* EXERCISE: Exact copies of all the records are to be output.
········
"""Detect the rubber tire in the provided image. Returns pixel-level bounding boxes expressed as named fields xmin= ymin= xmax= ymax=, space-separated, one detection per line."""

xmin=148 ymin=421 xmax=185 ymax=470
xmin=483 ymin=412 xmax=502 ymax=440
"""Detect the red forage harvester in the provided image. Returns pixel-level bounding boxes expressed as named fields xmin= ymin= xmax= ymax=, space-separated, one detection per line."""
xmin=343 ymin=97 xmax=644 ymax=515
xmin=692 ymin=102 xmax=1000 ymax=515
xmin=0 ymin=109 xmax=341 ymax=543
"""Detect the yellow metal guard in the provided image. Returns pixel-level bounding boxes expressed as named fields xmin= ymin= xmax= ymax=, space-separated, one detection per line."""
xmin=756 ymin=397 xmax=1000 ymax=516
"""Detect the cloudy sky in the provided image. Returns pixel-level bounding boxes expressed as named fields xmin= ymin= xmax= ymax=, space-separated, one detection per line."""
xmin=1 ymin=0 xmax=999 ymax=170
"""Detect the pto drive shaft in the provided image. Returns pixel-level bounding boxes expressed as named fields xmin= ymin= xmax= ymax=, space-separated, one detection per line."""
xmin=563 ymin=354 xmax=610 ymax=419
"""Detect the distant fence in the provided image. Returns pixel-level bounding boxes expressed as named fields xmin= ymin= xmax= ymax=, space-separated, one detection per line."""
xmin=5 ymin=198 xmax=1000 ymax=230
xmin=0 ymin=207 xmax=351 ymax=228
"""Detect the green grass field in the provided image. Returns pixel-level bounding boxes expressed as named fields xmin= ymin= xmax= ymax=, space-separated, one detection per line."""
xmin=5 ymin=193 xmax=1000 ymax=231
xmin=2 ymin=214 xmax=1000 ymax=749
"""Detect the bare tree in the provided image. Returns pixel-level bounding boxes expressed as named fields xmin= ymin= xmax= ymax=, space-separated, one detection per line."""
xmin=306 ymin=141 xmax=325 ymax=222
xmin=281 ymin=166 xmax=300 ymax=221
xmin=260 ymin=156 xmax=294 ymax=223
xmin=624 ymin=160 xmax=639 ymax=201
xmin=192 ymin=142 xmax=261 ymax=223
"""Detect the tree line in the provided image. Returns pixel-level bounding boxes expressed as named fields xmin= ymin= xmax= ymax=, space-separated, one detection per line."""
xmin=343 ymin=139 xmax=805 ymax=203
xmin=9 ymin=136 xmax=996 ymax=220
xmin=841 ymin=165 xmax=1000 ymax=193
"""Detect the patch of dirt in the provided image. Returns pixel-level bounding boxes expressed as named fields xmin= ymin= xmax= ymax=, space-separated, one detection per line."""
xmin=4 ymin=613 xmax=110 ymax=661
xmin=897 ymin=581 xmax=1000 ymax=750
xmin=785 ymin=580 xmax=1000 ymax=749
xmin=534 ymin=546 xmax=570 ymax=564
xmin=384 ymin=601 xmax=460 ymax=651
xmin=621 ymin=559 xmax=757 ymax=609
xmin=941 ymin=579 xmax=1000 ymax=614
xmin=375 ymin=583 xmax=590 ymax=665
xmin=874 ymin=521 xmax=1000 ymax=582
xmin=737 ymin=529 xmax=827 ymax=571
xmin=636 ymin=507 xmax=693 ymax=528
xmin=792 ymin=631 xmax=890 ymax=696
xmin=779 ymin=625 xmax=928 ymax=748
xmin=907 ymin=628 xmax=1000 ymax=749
········
* THE ANSWER:
"""Detect the rubber tire in the provided image. Returns pixel-level bounding boxes expressed as named fields xmin= ymin= xmax= ymax=, space-separated, one detection per line."""

xmin=148 ymin=421 xmax=185 ymax=470
xmin=483 ymin=412 xmax=502 ymax=440
"""Detect the red forage harvester in the provided image. Returns pixel-level bounding boxes expressed as named fields xmin= ymin= xmax= ymax=, space-separated, one detection per line."""
xmin=343 ymin=97 xmax=644 ymax=515
xmin=692 ymin=102 xmax=1000 ymax=515
xmin=0 ymin=109 xmax=341 ymax=543
"""Detect the yellow metal guard in the provided image. Returns pixel-level bounding boxes expressed as named fields xmin= ymin= xmax= ymax=, space-separated, one detection per line."""
xmin=756 ymin=397 xmax=1000 ymax=516
"""Detect the cloudy sky in the provided image. Returns pixel-level bounding boxes expressed as named fields xmin= ymin= xmax= ymax=, space-separated, one detection per line."""
xmin=1 ymin=0 xmax=999 ymax=170
"""Detect the pto drive shaft in the provided image. Returns pixel-level bounding boxes expressed as named fields xmin= ymin= xmax= ymax=, space-separated, one detection per line."""
xmin=563 ymin=354 xmax=610 ymax=419
"""Detect the distant fence in the provided image. Returns pixel-level bounding boxes expressed as named fields xmin= ymin= xmax= ymax=, space-separated, one detection per line."""
xmin=5 ymin=198 xmax=1000 ymax=230
xmin=0 ymin=207 xmax=351 ymax=228
"""Detect the green grass field in the provided image. Returns pixel-level bounding boxes expressed as named fields xmin= ymin= xmax= ymax=, space-separated, one detection per line."""
xmin=5 ymin=193 xmax=1000 ymax=231
xmin=2 ymin=214 xmax=1000 ymax=749
"""Detect the bare tree in the provided image. Returns pixel-level bounding boxes expressed as named fields xmin= ymin= xmax= ymax=, space-separated, one detection per line."""
xmin=306 ymin=141 xmax=325 ymax=222
xmin=281 ymin=166 xmax=300 ymax=221
xmin=260 ymin=156 xmax=294 ymax=223
xmin=624 ymin=160 xmax=639 ymax=201
xmin=192 ymin=142 xmax=261 ymax=223
"""Detect the tree line in the provided image. Returns pixel-level bounding boxes expressed as named fields xmin= ymin= xmax= ymax=, space-separated, one detection per line."""
xmin=343 ymin=139 xmax=805 ymax=203
xmin=9 ymin=136 xmax=996 ymax=220
xmin=841 ymin=165 xmax=1000 ymax=193
"""Detect the patch of dirt in the provided image. Returns pixel-level bounding boxes expressed as named fields xmin= ymin= xmax= ymax=, space-separated, one detection per line."""
xmin=4 ymin=613 xmax=110 ymax=661
xmin=897 ymin=581 xmax=1000 ymax=750
xmin=785 ymin=580 xmax=1000 ymax=749
xmin=534 ymin=546 xmax=570 ymax=564
xmin=384 ymin=601 xmax=460 ymax=651
xmin=621 ymin=559 xmax=757 ymax=609
xmin=941 ymin=579 xmax=1000 ymax=614
xmin=375 ymin=583 xmax=590 ymax=665
xmin=874 ymin=521 xmax=1000 ymax=582
xmin=737 ymin=529 xmax=827 ymax=571
xmin=636 ymin=507 xmax=693 ymax=528
xmin=792 ymin=631 xmax=890 ymax=696
xmin=779 ymin=625 xmax=928 ymax=748
xmin=907 ymin=628 xmax=1000 ymax=749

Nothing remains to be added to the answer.